Document text –
You have known the doctor for years, you know she is knowledgeable and you’ve always trusted her. How much time would you spend dealing with all the doubts that flood your mind? Would you be foolish to trust or not to trust? What you decide to do may all come down to that: trust.
Jesus tells us in today’s gospel, if we want to live forever, we must eat his body and drink his blood. Would we be foolish to trust what he tells us or not to trust it? The Jews who first heard him asked: “How can that be?” A reasonable question! We still ask it. But the answer is beyond the reason; it is answered only by faith.
Jesus said it and he said it in the clearest possible terms. When his hearers questioned him, he repeated what he had said and said it more emphatically: “Amen, amen, I say to you (whenever he prefixes a statement with ‘Amen, amen’ he’s saying this is really serious). Then he said “unless you eat the flesh of the Son of Man and drink his blood, you do not have life within you”

Task brief – Continue the text on trusting Jesus's words about eating his flesh, starting right after its last sentence. The material after this point is separate from the text above.

Entries shown –
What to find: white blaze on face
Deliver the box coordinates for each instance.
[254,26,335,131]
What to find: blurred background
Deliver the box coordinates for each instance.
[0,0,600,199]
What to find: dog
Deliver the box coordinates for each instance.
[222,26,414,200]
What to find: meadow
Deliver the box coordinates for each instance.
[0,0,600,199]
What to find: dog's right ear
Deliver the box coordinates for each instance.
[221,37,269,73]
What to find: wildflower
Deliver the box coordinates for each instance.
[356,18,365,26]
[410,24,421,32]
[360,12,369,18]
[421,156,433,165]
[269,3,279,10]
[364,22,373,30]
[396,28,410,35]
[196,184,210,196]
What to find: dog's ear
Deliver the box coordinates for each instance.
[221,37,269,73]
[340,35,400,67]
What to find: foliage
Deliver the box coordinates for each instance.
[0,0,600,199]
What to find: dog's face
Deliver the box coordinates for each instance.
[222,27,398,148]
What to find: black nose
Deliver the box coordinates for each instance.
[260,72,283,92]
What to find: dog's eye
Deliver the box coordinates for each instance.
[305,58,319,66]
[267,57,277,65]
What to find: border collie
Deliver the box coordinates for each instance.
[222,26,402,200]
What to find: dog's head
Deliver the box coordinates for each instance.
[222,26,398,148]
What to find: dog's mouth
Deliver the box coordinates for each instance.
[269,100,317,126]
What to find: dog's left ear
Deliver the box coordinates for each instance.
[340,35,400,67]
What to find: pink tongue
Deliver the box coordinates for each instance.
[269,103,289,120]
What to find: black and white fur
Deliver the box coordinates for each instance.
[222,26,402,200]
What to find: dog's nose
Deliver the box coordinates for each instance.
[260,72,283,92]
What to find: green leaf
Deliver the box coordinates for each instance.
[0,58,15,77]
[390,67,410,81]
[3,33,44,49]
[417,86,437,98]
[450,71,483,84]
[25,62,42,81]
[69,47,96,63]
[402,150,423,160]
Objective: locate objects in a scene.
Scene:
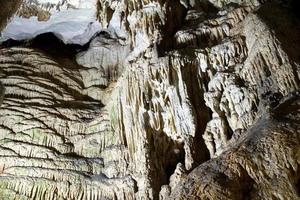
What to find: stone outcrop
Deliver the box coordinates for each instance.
[0,0,300,199]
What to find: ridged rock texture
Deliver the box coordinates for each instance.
[0,0,300,200]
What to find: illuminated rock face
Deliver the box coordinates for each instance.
[0,0,300,200]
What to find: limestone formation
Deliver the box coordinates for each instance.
[0,0,300,200]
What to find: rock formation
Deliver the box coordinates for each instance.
[0,0,300,200]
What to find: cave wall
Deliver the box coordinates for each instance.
[0,0,300,199]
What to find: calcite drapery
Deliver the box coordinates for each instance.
[0,0,300,199]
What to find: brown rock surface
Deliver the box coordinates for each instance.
[0,0,300,200]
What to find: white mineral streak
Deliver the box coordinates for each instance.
[0,0,300,200]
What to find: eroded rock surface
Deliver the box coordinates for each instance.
[0,0,300,199]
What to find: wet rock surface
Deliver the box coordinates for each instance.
[0,0,300,199]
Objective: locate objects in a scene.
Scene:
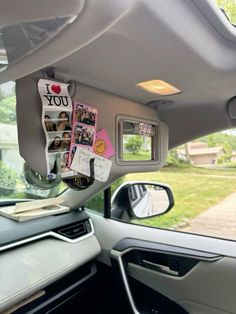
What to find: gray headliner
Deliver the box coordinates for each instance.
[0,0,236,147]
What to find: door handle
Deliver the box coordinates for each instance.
[143,260,179,276]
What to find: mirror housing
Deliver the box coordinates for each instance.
[111,181,174,221]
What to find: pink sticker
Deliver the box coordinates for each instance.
[93,129,115,158]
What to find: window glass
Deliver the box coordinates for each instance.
[215,0,236,24]
[0,82,65,199]
[86,130,236,240]
[123,130,236,240]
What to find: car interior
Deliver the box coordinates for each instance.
[0,0,236,314]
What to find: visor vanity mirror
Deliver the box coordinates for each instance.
[117,117,159,164]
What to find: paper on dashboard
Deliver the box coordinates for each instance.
[70,147,112,182]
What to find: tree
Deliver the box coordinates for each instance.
[216,0,236,24]
[125,135,143,154]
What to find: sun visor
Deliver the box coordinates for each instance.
[16,71,73,179]
[16,72,47,176]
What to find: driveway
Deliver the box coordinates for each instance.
[177,193,236,240]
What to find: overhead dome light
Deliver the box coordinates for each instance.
[136,80,181,96]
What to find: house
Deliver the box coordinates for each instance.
[187,142,224,165]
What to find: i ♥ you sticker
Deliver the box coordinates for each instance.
[51,84,61,94]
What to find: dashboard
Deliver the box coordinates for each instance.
[0,211,101,313]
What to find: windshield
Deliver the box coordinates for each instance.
[0,82,65,200]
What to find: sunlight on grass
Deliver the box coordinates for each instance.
[125,167,236,228]
[124,152,151,160]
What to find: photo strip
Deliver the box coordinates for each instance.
[38,79,75,179]
[69,101,98,165]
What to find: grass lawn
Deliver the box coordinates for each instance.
[124,152,151,160]
[125,167,236,228]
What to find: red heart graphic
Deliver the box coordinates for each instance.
[51,85,61,94]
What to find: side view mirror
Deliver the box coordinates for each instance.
[111,181,174,221]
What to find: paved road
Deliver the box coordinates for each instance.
[177,193,236,240]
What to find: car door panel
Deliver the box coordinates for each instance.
[91,213,236,314]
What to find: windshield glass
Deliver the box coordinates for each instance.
[0,82,65,199]
[215,0,236,25]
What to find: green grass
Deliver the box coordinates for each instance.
[124,152,151,161]
[125,166,236,228]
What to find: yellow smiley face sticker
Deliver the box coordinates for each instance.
[94,139,107,156]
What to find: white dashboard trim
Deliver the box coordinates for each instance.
[0,219,94,252]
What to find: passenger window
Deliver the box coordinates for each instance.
[119,130,236,240]
[83,130,236,240]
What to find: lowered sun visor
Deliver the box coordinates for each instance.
[16,72,47,176]
[16,72,75,179]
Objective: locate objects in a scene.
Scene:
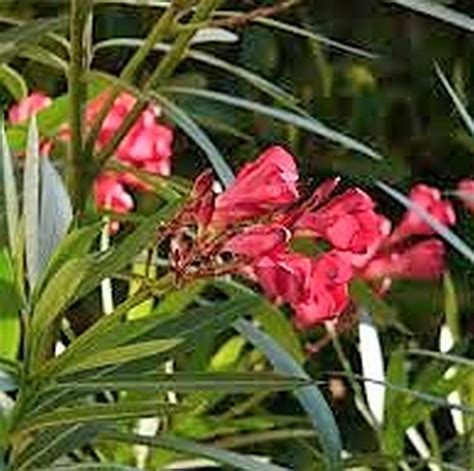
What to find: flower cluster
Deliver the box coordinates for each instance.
[10,92,458,328]
[173,147,455,327]
[9,91,173,218]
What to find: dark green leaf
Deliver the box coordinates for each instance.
[385,0,474,32]
[234,319,342,470]
[104,432,285,471]
[160,87,382,160]
[51,372,307,393]
[13,400,173,434]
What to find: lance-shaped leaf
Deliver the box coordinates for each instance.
[234,319,342,471]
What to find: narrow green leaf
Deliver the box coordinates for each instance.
[0,249,21,367]
[50,372,308,393]
[16,400,173,434]
[377,181,474,263]
[385,0,474,32]
[248,18,379,59]
[434,62,474,136]
[13,424,101,471]
[43,339,181,378]
[23,116,40,290]
[38,223,102,292]
[38,155,72,280]
[382,350,408,457]
[94,38,296,106]
[31,258,92,346]
[407,348,474,369]
[234,319,342,470]
[35,463,141,471]
[443,272,462,343]
[160,87,382,160]
[104,432,285,471]
[0,64,28,101]
[0,369,18,392]
[0,120,19,253]
[0,16,68,62]
[150,92,234,186]
[78,201,181,297]
[52,297,255,380]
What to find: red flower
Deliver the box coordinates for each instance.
[458,179,474,212]
[86,92,173,185]
[362,239,444,280]
[254,252,352,328]
[253,251,312,305]
[94,173,133,214]
[212,146,298,226]
[390,184,456,243]
[224,224,290,261]
[8,92,53,124]
[294,252,353,328]
[296,188,390,255]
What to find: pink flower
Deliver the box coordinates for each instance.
[362,239,444,280]
[458,179,474,212]
[253,251,312,305]
[94,173,134,214]
[224,224,290,261]
[390,184,456,243]
[8,92,53,124]
[294,252,353,328]
[212,146,298,227]
[254,252,353,328]
[296,188,390,255]
[86,92,173,185]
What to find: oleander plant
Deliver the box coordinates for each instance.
[0,0,474,471]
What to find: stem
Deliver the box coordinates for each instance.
[97,0,222,166]
[67,0,92,211]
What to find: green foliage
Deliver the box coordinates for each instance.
[0,0,474,471]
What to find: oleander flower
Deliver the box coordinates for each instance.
[94,173,134,214]
[211,146,299,227]
[253,251,353,328]
[458,178,474,212]
[295,188,389,255]
[362,238,445,280]
[224,223,291,261]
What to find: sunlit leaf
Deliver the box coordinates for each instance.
[23,116,40,290]
[434,61,474,135]
[0,64,28,101]
[234,319,342,470]
[0,121,19,253]
[105,432,285,471]
[160,87,382,160]
[38,156,72,282]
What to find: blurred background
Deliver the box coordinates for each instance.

Exercise output –
If you look up today’s gospel passage in our Bibles, you will see that after Jesus insisted we must eat his body and drink his blood in order to have eternal life, many of his followers started walking away, saying to themselves that he was out of his mind. What is important here is what Jesus didn’t do. He didn’t say, “Wait, don’t take me literally.” He didn’t say, “you misunderstand me – I don’t mean you really have to eat my body and drink my blood.” Jesus just let them go: he knew they understood him perfectly.
The apostles, however, stayed with him even though they didn’t understand what he was saying any more than anyone else. When Jesus asked them, “Do you also want to leave?” Peter answered: “Lord, to whom shall we go? You have the words of eternal life.” It is quite marvelous how Jesus devised a way to feed us with his own flesh and blood. He has given us the Eucharist, which is his real presence.
The Eucharist is truly his body and blood. Yet it remains a mystery for us and we are still asking, “How can this be?” It all comes down to faith in the one who tells us, “This is my body. This is my blood.” I think this is the biggest challenge to our faith in the Church today. It is also the biggest comfort to those who believe.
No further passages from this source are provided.